**Document:**

--*--

Information about how to run the lab remotely or in Windows can be found here.
In this assignment you will write a program to control two trains. The purpose is to write the program so that the trains move relatively independently of each other, but without colliding. Instead of a real railway, we have a simulator, where one can control the speeds of trains and change rail switches. The simulator gives a signal when a train passes sensors suitably placed on the tracks. It is part of the assignment to decide where sensors should be placed to give sufficient information for your program. The map without sensors looks as follows.
In this assignment you must use Java.
In order to make sure you are using the right version of Java and train simulator, do not forget to run
setup_course tda381
on Chalmers GNU/Linux machines.
Your assignment is to write a program that controls the trains. The trains should run simultaneously between the two stations (note that each station has two tracks). It is important that the trains are able to move at the same time, and be as independent from each other as possible, without crashing. At the stations the trains should stop and then wait 1 to 2 seconds. The trains should run forever between the stations.
In the beginning there are no sensors on the tracks. You must find where it is suitable to place sensors so that the control program gets the necessary information.
The program that you deliver should work as follows. Each train should be controlled by an independent train program, which runs in its own Java thread. Train programs cannot communicate with outside world by anything else than acquiring and releasing semaphores. In particular, no shared variables should be read or changed by the train programs. Also, both trains must use the same 'train program', and it is not allowed to make the behaviour of a train depend on its train id. For example, the track that a train chooses should not depend on its train id.
Below is a list of more detailed requirements.
Command line parameters. Your program must take three optional parameters from the command line that represent the speed for each train, and the speed of the simulation. For instance, the line
$ 2 "tsim --speed 20 Lab1.map" "java Lab1 10 5 20"

--*--

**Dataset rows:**
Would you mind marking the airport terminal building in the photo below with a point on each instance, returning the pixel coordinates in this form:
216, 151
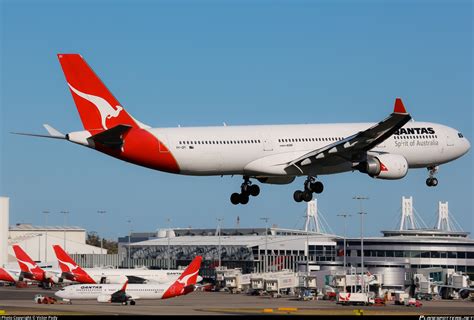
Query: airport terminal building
396, 253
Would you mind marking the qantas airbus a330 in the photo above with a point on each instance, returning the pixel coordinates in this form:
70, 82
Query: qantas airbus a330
274, 154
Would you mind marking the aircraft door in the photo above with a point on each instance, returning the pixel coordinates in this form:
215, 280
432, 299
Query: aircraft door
267, 143
449, 140
164, 143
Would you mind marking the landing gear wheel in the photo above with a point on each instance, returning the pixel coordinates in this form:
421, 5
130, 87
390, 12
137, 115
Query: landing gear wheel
244, 199
247, 189
307, 196
431, 182
254, 190
235, 198
317, 187
298, 195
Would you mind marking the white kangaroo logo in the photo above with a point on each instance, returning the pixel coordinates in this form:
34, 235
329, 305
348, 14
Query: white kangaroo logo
185, 279
69, 265
105, 109
28, 265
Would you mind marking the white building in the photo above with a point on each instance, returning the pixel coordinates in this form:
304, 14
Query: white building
37, 241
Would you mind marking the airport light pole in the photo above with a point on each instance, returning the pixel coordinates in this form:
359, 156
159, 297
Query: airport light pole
129, 236
65, 212
45, 235
103, 212
219, 227
266, 243
345, 215
362, 213
169, 249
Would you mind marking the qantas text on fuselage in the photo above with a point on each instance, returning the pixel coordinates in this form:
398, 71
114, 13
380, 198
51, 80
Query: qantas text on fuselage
274, 154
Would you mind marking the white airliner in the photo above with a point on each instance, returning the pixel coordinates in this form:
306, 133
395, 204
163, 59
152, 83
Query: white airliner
30, 270
73, 272
273, 154
117, 293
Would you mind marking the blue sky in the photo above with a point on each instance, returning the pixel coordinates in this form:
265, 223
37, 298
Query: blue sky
198, 63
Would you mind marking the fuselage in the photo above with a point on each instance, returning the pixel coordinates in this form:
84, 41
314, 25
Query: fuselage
93, 291
265, 150
101, 275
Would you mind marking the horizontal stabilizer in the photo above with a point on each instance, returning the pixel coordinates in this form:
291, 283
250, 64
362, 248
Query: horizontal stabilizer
112, 138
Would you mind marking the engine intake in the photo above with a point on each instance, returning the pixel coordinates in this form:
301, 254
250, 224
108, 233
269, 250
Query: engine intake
385, 166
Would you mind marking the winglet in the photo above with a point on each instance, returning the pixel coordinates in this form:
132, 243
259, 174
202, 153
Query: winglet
399, 107
53, 132
124, 286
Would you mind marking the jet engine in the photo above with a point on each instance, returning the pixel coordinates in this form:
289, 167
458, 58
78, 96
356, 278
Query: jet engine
385, 166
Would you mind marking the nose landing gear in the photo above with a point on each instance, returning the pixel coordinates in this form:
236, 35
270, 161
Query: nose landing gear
310, 186
432, 181
247, 189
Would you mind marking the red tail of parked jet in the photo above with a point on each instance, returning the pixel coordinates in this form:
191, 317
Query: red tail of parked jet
28, 267
70, 269
186, 282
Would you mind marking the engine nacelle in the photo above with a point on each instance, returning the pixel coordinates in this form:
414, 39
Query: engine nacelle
276, 180
104, 298
385, 166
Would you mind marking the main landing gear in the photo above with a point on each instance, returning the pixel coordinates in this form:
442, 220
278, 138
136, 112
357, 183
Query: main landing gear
247, 189
432, 181
310, 186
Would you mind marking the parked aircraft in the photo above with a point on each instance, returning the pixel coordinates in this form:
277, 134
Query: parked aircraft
118, 293
72, 271
30, 270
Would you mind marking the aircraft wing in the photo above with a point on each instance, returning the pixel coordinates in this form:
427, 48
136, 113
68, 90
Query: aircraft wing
353, 147
135, 279
455, 287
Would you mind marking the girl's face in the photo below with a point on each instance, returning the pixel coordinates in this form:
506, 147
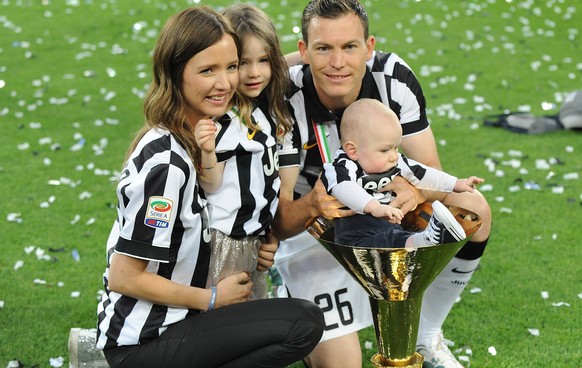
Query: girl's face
255, 68
210, 79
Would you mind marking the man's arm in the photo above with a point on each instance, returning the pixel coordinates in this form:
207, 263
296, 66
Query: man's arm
420, 147
292, 215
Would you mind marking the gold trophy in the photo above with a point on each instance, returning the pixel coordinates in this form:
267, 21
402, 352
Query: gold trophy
395, 280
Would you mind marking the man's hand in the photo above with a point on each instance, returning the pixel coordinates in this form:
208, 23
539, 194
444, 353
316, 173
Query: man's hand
407, 196
394, 215
267, 253
325, 205
467, 185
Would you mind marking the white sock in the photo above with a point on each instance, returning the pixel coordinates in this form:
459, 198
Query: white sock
440, 296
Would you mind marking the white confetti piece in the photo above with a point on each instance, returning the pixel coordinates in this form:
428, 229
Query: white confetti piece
75, 219
14, 217
85, 195
558, 189
18, 264
23, 146
57, 362
514, 188
571, 176
542, 164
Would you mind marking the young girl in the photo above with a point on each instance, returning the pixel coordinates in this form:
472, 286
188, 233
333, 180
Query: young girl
243, 202
151, 314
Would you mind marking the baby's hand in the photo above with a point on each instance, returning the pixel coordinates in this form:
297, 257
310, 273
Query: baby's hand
204, 133
393, 214
467, 185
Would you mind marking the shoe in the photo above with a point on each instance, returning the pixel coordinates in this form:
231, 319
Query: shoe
437, 354
442, 227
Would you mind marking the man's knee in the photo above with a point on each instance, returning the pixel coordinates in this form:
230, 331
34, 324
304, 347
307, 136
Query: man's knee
340, 352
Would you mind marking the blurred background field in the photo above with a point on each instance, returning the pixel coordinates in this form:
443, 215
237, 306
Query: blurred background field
72, 78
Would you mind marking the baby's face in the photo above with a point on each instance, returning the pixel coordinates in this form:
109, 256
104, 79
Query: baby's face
378, 149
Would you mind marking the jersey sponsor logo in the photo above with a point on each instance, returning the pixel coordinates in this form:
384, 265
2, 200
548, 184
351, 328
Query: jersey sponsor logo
309, 146
271, 161
159, 212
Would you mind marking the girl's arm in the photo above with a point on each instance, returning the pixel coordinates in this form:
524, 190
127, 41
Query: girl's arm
211, 171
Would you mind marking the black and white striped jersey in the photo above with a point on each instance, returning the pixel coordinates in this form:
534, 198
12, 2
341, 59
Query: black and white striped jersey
340, 176
161, 219
247, 200
388, 79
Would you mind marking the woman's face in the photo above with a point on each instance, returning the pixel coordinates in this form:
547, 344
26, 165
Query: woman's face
255, 68
210, 79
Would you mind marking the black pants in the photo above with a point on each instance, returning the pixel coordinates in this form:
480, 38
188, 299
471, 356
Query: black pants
370, 232
261, 333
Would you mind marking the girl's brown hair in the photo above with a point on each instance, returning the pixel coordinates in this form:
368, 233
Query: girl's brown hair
248, 20
183, 36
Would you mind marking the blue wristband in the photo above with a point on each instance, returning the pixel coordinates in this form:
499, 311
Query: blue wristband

--*--

**Your task:**
List every rule for the train programs given in the paragraph of the train assignment that begins "The program that you deliver should work as follows."

**Answer to the task:**
- Each train is controlled by an independent train program running in its own Java thread.
- Train programs may communicate with the outside world only by acquiring and releasing semaphores.
- Train programs must not read or change any shared variables.
- Both trains must use the same train program.
- A train's behavior, such as the track it chooses, must not depend on its train id.